Document text -
--- START ---

Will Removing Son from Deed Result in Gift or Inheritance Tax?
Full Question:
Answer:
Inheritance taxes are taxes levied on the value of an estate when it is passed to heirs upon the death of its owner. They do not apply to transfers made while the owner is alive.
Any transfer to an individual, either directly or indirectly, where fair market value is not received in return is considered a gift. The general rule is that any gift is a taxable gift. However, there are many exceptions to this rule. Generally, the following gifts are not federally taxable gifts:
-Gifts that are not more than the annual exclusion for the calendar year.
-Tuition or medical expenses you pay for someone (the educational and medical exclusions).
-Gifts to your spouse.
-Gifts to a political organization for its use.
The current federal annual exclusion is $13,000 for individual gifts or $26,000 for gifts by spouses. However, the gift tax will not apply until you give away $1,000,000 in your lifetime.

--- END ---

Data items -
--- START ---

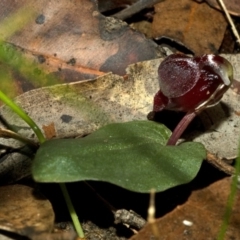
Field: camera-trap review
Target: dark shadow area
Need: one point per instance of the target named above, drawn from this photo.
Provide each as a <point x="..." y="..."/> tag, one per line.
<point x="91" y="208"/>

--- END ---

What to work on -
**1)** In the text on gift and inheritance taxes, rewrite the part from "Any transfer to" to "and medical exclusions).", replacing "calendar year" with "tax year".
**2)** Carry the text on gift and inheritance taxes forward from its final sentence.

Responses by task -
**1)**
Any transfer to an individual, either directly or indirectly, where fair market value is not received in return is considered a gift. The general rule is that any gift is a taxable gift. However, there are many exceptions to this rule. Generally, the following gifts are not federally taxable gifts:
-Gifts that are not more than the annual exclusion for the tax year.
-Tuition or medical expenses you pay for someone (the educational and medical exclusions).

**2)**
On or after January 1, 2005, persons making Connecticut taxable gifts (donors) will be required to file a return with the Department of Revenue Services (DRS) reporting even though no gift tax may (or may yet) be payable. Connecticut gift tax will not be payable until the sum of Connecticut taxable gifts made during all years beginning on or after January 1, 2005, exceeds $2 million. Connecticut taxable gifts are those federal taxable gifts that are gifts of real or tangible personal property situated within Connecticut (and, for donors who are Connecticut residents, gifts of intangible personal property).